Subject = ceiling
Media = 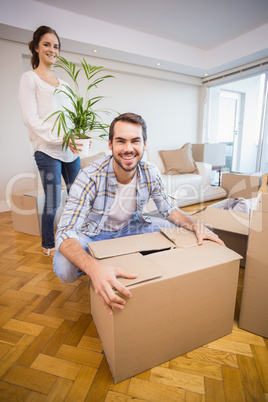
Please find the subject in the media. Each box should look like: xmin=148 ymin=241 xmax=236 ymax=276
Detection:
xmin=35 ymin=0 xmax=268 ymax=50
xmin=1 ymin=0 xmax=268 ymax=77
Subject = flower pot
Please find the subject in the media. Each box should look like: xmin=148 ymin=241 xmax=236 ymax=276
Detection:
xmin=78 ymin=138 xmax=91 ymax=157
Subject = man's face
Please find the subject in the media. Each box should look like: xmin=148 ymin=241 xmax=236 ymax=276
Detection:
xmin=109 ymin=121 xmax=147 ymax=173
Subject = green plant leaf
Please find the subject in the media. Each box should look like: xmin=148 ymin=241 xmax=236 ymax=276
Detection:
xmin=46 ymin=56 xmax=117 ymax=149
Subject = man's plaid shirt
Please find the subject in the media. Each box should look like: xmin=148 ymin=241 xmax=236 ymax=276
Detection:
xmin=56 ymin=155 xmax=176 ymax=249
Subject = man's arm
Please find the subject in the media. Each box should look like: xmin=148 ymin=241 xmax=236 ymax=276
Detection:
xmin=167 ymin=208 xmax=224 ymax=246
xmin=59 ymin=238 xmax=137 ymax=315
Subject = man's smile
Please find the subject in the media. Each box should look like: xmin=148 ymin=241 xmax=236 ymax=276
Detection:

◆ Try it ◆
Word for word, repeat the lines of data above, omitting every picture.

◆ Result for this task ◆
Subject = ceiling
Media = 
Please find the subject in the media. Each box should look like: xmin=148 ymin=241 xmax=236 ymax=276
Detection:
xmin=35 ymin=0 xmax=268 ymax=50
xmin=1 ymin=0 xmax=268 ymax=77
Subject = flower pot
Please find the subject in the media. Each box should look like: xmin=148 ymin=241 xmax=236 ymax=276
Detection:
xmin=78 ymin=138 xmax=91 ymax=157
Subject = man's face
Please find the subject in the media. Each box should look like: xmin=148 ymin=241 xmax=236 ymax=276
Detection:
xmin=109 ymin=121 xmax=147 ymax=173
Subject = green plant leaf
Please find the subject in the media. Each box should look like: xmin=148 ymin=241 xmax=236 ymax=276
Detection:
xmin=46 ymin=56 xmax=117 ymax=149
Subject = man's plaid shirt
Please find the subject in the media. Each box should look like: xmin=148 ymin=241 xmax=236 ymax=276
Detection:
xmin=56 ymin=155 xmax=176 ymax=249
Subject = man's arm
Please find the subject in the media. Each box should look like: xmin=148 ymin=241 xmax=236 ymax=276
Detection:
xmin=167 ymin=208 xmax=224 ymax=246
xmin=59 ymin=238 xmax=137 ymax=315
Subject = man's smile
Please find the subject in the media. Each box should look like: xmin=148 ymin=241 xmax=236 ymax=276
Detection:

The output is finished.